- Fragment tekstu -
•••••

Po odpoczynku w Zaborni w
dalszej podróży przekraczało się przez most rzekę Rabę, która akurat w tym
miejscu była nadzwyczaj płytka i spokojna. Od tego miejsca droga cały czas
wiła się pod górę, po lewej stronie rozciągał
się widok na Rabkę, dużą zaludnioną wieś, znaną wówczas z licznych zakładów
kąpielowych i wód jodowo – bromowych. Następnie mijało się Chabówkę, skąd
droga zaczynała być tak stroma, że jej pokonywanie szybciej odbywało się
pieszo niż jadąc furką. Okolice te były bardzo zalesione, prawie
niezamieszkałe i dopiero dojechawszy do Obidowej można było odpocząć w
karczmie. Było to najwyższe wzniesienie na trasie całego gościńca wiodącego
do Zakopanego, skąd jadąc już prawie cały czas w dół, zmierzało się w stronę
Nowego Targu. Po zachodniej stronie gościńca mijało się drewniany kościółek
i wjechawszy na wzniesienie można już było zobaczyć z daleka Nowy Targ i
podziwiać dolinę Nowotarską z dwoma Dunajcami: Białym - płynącym prosto z
Tatr i Czarnym - płynącym od zachodu koło Ludźmierza.

•••••

- Pokazane pozycje -
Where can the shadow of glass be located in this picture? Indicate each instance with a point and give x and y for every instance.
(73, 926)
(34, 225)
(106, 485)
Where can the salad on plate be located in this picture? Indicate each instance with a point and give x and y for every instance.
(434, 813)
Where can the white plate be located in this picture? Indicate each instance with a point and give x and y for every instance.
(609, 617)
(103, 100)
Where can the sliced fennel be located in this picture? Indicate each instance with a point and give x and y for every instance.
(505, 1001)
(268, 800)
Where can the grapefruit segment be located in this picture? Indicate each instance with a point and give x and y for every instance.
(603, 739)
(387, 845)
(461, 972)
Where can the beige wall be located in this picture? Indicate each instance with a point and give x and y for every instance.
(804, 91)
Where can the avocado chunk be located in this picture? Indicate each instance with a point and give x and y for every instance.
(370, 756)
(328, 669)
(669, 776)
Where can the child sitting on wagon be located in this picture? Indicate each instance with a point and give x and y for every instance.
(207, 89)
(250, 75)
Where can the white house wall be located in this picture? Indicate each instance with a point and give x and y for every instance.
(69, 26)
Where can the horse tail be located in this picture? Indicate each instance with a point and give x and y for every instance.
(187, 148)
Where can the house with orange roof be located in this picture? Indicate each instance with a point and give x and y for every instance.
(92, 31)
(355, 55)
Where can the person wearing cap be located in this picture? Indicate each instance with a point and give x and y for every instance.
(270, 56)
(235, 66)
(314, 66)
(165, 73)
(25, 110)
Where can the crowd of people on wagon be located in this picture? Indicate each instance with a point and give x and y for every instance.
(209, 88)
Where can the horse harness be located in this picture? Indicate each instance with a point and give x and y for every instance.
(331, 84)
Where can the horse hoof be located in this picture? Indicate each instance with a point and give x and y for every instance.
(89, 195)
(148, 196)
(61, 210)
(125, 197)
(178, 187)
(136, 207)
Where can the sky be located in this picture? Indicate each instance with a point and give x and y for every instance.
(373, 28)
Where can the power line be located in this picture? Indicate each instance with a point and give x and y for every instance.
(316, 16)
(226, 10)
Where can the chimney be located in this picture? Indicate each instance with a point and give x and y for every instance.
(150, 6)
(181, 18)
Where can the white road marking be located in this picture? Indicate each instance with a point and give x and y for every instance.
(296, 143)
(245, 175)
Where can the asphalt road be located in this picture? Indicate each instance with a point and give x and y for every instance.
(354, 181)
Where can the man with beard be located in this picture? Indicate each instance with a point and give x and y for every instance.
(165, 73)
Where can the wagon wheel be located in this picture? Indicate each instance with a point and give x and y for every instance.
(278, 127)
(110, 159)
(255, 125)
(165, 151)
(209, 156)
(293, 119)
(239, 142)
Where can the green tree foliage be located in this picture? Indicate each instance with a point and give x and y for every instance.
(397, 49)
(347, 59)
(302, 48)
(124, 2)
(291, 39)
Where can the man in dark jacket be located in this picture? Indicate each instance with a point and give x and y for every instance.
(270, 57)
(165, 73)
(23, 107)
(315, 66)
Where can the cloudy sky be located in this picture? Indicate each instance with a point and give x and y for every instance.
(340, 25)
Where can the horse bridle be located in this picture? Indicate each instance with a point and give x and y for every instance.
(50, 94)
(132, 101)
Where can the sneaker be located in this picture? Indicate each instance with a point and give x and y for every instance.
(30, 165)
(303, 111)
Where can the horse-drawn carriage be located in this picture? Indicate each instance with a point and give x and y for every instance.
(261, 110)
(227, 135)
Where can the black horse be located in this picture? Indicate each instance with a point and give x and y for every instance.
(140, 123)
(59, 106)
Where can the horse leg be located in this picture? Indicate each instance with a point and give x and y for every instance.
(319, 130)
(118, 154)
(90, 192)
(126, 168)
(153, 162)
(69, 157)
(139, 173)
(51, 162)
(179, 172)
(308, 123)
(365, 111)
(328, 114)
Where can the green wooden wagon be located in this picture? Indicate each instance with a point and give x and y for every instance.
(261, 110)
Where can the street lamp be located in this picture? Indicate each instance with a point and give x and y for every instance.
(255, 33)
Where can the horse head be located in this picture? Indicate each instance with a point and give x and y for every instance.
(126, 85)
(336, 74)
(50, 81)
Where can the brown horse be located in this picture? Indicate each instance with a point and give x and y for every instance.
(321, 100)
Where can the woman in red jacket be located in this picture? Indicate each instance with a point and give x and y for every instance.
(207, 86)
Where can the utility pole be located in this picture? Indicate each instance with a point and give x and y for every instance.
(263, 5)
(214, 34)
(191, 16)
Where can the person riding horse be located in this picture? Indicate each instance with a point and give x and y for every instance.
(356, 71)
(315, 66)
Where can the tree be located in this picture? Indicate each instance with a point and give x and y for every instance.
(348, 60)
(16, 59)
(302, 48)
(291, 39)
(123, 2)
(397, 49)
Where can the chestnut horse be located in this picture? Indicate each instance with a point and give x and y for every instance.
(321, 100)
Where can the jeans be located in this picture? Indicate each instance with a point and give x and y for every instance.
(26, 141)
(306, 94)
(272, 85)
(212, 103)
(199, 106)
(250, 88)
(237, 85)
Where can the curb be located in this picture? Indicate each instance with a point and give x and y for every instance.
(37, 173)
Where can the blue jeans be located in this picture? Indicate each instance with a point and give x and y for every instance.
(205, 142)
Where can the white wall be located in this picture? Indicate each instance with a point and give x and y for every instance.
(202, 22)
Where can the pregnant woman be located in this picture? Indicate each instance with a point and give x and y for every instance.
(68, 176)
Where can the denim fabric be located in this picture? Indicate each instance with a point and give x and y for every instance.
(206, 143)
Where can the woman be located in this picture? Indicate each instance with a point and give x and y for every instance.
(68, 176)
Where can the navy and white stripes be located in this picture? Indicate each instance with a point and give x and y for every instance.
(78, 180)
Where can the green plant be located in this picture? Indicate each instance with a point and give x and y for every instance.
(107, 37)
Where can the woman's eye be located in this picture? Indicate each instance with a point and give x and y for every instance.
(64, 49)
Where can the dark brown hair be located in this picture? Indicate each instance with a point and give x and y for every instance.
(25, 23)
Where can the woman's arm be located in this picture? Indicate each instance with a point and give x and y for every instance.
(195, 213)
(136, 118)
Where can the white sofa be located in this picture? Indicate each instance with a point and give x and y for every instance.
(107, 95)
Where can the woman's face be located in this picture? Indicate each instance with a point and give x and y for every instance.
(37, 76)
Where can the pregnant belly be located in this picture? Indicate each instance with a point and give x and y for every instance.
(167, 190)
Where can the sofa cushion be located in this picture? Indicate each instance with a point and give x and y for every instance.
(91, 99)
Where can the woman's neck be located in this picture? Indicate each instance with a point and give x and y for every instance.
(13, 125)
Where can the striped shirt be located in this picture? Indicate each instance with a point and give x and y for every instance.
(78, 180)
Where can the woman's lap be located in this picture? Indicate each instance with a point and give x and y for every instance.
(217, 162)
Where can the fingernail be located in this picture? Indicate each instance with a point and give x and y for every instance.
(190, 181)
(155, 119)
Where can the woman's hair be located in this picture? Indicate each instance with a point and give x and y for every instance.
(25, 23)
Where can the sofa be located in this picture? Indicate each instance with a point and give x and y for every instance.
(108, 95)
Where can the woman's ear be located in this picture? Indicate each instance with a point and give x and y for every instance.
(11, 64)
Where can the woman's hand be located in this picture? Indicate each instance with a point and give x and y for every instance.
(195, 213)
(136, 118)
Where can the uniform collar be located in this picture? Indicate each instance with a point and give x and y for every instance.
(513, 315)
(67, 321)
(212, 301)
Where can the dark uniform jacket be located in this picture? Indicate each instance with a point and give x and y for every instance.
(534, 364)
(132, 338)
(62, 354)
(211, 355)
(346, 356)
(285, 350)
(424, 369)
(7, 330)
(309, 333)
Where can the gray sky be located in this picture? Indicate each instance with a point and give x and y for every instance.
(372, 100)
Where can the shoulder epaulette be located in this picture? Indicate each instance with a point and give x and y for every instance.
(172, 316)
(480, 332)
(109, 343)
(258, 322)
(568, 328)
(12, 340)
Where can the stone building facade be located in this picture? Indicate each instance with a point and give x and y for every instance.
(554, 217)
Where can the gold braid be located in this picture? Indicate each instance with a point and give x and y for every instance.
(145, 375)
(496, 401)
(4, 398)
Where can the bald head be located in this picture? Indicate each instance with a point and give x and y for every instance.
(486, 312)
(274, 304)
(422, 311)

•••••

- Opis zadania -
Na podstawie fragmentu o drodze do Zakopanego wyjaśnij, dlaczego od Chabówki drogę szybciej pokonywało się pieszo niż furką.

- Pełna odpowiedź -
Od Chabówki droga stawała się tak stroma, że szybciej szło się pieszo, niż jechało furką. Od mostu na Rabie trasa cały czas wiła się pod górę, a najwyższym wzniesieniem całego gościńca była Obidowa.